[TEXTO FORNECIDO]
----------------------------------------

O cérebro humano é feito de 86 bilhões de neurônios, células que transmitem sinais elétricos e químicos que garantem as funções cerebrais. Mas eles não atuam sozinhos: o órgão também conta com as células da glia, estruturas do sistema nervoso central com papel de dar suporte e proteção aos neurônios. Entre elas, estão os astrócitos, que fornecem nutrientes do sangue para os neurônios – e que podem, no futuro, viabilizar um tratamento para a doença de Alzheimer.
É o que sugere a pesquisa do neurocientista brasileiro Eduardo Zimmer, professor de Farmacologia da Universidade Federal do Rio Grande do Sul (UFRGS). “Por muito tempo, a gente teve essa ideia de que tudo o que acontece de errado no cérebro é porque o neurônio não consegue fazer a sinase”, explica o pesquisador, em entrevista à GALILEU. “Mas, se nas regiões do cérebro que mais atrofiam existem mais astrócitos, será que o problema não pode ser nesse outro tipo de célula? É isso que meu grupo vem investigando nos últimos anos.”
O Alzheimer é a doença neurodegenerativa mais comum que existe, e responde por 70% dos casos de demência no mundo. Atualmente, cerca de 55 milhões de pessoas convivem com algum tipo de demência, segundo a Organização Mundial da Saúde (OMS). ”Uma em cada nove pessoas com mais de 65 anos tem ou vai desenvolver Alzheimer. Acima de 85, é uma em cada três pessoas. E a expectativa de vida está aumentando cada vez mais”, destaca Zimmer. Sabe-se que a doença provoca o acúmulo de emaranhados de proteínas no cérebro, que prejudicam as sinapses e matam células cerebrais. Aos poucos, isso afeta a memória, a cognição, o comportamento e a capacidade de fazer atividades diárias.

----------------------------------------

(Trechos de um conjunto de dados)
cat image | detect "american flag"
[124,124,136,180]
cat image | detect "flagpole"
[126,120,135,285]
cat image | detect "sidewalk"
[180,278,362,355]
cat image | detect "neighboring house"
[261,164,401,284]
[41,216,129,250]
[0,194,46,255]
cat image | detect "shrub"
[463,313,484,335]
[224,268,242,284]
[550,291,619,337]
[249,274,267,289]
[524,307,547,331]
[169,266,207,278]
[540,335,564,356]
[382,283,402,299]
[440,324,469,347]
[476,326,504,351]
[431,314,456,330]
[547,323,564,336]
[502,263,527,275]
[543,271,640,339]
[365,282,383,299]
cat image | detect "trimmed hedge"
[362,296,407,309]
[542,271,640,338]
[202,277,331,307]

----------------------------------------

[ORDEM DE SERVIÇO] Liste todas as capacidades que, segundo o texto sobre astrócitos e Alzheimer, a doença afeta aos poucos.

[RESPOSTA ESPERADA]
- memória
- cognição
- comportamento
- capacidade de fazer atividades diárias